#### [Study text]
==================================================
THOSE who are passionate about wildlife were left enthused by a series of heartfelt talks as the Game & Wildlife Conservation Trust’s Farmer Cluster Conference proved to be a real hit.
Farmers, facilitators, advisors and policy makers were part of a sell-out crowd at the Birmingham and Midland Institute on November 1st who learned about the opportunities farmer clusters present and how they could be vital post-Brexit.
Dr Jemma Batten, whose Marlborough Down project set the blueprint for farmer clusters, gave a passionate account of what can be achieved when farmers are empowered to manage the land in the way they know best. “There’s a difference between an incentivised farmer and a motivated farmer” she noted, highlighting the importance of working together at a landscape scale, saying “farmer collaboration is the new norm and we’ve turned the financial model on its head”.
She added: “To have come this far in six years is phenomenal.”
==================================================
#### [Stored data entries]
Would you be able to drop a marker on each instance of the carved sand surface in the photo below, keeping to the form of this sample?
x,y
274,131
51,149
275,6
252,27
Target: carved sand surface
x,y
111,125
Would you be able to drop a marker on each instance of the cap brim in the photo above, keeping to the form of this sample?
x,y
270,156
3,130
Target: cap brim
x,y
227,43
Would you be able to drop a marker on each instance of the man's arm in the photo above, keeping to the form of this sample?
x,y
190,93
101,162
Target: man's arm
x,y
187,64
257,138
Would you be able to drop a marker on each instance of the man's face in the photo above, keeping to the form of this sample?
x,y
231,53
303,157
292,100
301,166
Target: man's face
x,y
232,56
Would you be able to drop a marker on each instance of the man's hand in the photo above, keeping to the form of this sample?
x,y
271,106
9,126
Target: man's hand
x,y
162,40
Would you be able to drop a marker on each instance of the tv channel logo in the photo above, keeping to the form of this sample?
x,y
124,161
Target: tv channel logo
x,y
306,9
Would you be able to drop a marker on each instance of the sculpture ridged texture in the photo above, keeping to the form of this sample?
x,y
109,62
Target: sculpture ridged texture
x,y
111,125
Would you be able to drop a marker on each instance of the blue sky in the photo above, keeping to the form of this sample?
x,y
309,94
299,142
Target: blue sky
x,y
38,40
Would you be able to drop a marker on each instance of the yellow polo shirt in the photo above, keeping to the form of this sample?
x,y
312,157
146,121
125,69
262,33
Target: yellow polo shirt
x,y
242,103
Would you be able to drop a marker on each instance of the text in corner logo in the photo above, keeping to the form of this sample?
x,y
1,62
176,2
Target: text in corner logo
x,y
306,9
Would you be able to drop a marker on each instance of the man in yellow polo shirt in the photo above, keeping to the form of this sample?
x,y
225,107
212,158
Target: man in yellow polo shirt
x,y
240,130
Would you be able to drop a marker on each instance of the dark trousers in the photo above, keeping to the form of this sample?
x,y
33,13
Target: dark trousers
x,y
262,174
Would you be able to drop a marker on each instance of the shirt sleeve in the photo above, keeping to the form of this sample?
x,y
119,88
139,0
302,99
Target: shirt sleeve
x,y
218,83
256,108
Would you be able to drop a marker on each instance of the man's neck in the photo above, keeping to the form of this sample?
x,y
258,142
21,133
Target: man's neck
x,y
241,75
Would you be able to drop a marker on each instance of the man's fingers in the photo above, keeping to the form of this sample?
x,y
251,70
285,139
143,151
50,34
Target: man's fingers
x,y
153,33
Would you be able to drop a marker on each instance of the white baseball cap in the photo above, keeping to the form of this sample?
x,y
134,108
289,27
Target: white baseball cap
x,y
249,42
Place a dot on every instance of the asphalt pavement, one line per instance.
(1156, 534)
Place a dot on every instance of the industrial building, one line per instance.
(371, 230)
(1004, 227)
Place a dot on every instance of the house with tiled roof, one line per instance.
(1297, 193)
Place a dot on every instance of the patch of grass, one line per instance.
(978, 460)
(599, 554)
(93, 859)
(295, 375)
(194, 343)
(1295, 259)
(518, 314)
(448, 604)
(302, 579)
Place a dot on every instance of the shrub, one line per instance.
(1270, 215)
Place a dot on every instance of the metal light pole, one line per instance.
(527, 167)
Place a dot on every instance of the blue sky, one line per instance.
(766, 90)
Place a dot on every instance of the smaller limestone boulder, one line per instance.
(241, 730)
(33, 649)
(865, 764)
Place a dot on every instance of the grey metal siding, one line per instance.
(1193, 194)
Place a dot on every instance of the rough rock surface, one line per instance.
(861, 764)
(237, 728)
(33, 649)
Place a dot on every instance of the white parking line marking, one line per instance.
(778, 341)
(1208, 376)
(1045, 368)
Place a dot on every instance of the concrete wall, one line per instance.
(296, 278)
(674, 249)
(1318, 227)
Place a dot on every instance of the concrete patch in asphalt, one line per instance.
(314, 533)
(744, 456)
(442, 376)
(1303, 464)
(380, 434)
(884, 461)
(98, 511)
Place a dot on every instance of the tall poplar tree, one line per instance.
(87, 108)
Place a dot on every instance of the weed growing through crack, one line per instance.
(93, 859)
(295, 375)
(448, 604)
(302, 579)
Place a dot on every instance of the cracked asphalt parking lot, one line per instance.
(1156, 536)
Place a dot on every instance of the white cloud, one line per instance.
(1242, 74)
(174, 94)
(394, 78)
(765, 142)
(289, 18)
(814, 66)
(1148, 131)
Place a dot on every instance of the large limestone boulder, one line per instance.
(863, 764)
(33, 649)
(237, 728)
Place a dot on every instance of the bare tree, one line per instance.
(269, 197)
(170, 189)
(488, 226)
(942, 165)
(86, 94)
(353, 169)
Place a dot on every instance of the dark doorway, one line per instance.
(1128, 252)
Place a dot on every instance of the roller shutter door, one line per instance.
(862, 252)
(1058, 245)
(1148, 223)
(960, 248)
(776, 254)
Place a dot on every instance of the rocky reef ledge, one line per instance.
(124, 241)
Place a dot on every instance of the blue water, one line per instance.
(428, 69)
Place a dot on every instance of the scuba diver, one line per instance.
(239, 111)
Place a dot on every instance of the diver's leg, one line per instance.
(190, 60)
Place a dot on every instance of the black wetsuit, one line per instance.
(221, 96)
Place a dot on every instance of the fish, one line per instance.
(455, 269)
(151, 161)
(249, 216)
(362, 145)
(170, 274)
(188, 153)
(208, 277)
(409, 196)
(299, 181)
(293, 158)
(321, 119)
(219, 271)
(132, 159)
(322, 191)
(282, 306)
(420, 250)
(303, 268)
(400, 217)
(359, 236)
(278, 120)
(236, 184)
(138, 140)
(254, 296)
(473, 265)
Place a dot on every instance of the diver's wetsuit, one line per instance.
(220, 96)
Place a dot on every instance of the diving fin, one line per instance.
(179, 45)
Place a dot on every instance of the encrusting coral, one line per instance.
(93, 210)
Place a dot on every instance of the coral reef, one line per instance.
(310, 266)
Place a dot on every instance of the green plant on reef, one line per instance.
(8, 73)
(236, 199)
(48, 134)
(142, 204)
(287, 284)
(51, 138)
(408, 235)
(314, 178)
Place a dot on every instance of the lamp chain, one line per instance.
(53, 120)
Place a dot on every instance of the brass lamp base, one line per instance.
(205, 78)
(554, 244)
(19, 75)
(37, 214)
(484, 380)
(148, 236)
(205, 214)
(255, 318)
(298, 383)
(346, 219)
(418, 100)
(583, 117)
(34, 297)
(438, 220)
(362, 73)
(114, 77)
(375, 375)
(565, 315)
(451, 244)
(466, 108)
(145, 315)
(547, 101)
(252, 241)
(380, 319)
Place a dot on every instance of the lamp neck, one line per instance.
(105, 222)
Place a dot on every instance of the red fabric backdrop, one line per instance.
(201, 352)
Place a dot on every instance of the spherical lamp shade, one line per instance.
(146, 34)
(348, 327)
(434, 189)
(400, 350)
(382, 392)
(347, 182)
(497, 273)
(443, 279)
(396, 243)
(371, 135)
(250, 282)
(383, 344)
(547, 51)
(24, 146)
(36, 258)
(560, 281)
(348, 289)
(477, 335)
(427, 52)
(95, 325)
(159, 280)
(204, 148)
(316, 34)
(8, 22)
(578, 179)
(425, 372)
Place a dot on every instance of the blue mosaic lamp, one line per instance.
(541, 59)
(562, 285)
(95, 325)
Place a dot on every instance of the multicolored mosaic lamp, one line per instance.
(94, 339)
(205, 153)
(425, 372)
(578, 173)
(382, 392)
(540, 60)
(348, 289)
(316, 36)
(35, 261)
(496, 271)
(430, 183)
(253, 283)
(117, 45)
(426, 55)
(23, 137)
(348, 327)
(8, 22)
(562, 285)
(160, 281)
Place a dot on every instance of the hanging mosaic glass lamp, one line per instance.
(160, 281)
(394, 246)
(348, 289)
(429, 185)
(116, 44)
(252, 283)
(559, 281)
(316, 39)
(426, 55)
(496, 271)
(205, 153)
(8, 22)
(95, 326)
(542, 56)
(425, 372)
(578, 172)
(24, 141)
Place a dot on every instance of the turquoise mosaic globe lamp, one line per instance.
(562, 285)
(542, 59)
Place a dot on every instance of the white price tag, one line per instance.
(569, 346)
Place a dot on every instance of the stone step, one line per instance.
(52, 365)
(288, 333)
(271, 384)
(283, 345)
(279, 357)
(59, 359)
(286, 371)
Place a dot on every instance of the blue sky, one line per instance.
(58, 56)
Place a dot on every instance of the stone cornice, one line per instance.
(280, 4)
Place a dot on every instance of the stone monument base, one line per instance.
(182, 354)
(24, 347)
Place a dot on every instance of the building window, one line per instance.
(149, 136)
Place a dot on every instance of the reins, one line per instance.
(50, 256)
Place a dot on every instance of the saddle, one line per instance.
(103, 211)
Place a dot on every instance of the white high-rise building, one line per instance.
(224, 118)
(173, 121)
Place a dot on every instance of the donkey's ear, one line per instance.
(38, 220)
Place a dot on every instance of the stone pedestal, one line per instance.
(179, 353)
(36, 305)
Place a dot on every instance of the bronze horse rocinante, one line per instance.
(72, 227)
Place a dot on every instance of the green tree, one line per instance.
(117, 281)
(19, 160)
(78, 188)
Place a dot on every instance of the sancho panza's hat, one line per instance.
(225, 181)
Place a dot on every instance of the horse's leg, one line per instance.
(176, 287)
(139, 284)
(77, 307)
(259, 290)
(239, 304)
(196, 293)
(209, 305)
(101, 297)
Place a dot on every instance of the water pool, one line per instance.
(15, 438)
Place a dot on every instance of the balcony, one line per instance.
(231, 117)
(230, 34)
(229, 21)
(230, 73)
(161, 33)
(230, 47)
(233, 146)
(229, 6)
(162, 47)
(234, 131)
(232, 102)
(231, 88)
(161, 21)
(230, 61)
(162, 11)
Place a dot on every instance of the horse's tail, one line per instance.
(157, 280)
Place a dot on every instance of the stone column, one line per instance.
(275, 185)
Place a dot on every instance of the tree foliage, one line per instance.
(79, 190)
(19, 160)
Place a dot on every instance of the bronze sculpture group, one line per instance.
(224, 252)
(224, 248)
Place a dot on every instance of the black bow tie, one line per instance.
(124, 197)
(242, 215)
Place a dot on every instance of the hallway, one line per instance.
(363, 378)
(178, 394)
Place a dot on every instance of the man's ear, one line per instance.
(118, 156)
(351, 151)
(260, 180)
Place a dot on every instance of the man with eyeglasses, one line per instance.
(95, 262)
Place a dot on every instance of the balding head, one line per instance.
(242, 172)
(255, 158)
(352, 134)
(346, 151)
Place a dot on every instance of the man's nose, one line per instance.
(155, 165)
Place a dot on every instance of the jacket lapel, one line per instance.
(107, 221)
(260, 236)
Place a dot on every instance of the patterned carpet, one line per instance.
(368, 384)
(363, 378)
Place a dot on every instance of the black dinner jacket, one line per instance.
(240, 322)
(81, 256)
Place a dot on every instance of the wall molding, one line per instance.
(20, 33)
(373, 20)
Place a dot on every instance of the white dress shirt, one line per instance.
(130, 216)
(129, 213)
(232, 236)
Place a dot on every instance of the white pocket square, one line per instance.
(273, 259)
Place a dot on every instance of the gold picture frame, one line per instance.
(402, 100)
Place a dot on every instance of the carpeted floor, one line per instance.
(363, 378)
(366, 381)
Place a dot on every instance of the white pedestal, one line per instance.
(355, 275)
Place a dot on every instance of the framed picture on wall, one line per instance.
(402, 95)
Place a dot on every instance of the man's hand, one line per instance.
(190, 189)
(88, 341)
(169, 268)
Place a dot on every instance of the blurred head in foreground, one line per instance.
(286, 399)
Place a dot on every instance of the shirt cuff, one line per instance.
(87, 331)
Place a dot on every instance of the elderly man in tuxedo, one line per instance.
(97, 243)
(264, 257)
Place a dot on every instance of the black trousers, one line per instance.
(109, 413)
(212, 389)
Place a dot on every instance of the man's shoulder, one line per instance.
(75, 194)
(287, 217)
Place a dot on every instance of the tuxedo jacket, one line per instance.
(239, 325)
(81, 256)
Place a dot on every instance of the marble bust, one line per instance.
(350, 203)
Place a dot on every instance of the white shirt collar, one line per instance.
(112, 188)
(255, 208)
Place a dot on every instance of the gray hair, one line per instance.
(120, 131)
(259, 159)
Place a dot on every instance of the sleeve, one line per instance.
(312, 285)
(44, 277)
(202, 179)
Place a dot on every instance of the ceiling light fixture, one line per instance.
==================================================
#### [Exercise instructions]
(1) Extract from the conference article the passage starting with "THOSE who are" and going on through "a real hit.".
(2) Decide whether each statement below agrees with the conference article, answering yes or no and quoting the words from the article that settle it.
(a) The conference was held at the Birmingham and Midland Institute on November 1st.
(b) Only farmers attended the conference.
(c) Dr Jemma Batten said the progress had taken ten years.
(3) Rewrite the paragraph of the conference article that begins "Dr Jemma Batten, whose Marlborough Down project" as a short list that keeps its main facts.

#### [Responses to the tasks]
(1)
THOSE who are passionate about wildlife were left enthused by a series of heartfelt talks as the Game & Wildlife Conservation Trust’s Farmer Cluster Conference proved to be a real hit.

(2)
(a) Yes: "at the Birmingham and Midland Institute on November 1st"
(b) No: "Farmers, facilitators, advisors and policy makers were part of a sell-out crowd"
(c) No: "To have come this far in six years is phenomenal."

(3)
- Dr Jemma Batten's Marlborough Down project set the blueprint for farmer clusters.
- She described what can be achieved when farmers are empowered to manage the land in the way they know best.
- She distinguished between an incentivised farmer and a motivated farmer.
- She stressed the importance of working together at a landscape scale.
- She said farmer collaboration is the new norm and that they have turned the financial model on its head.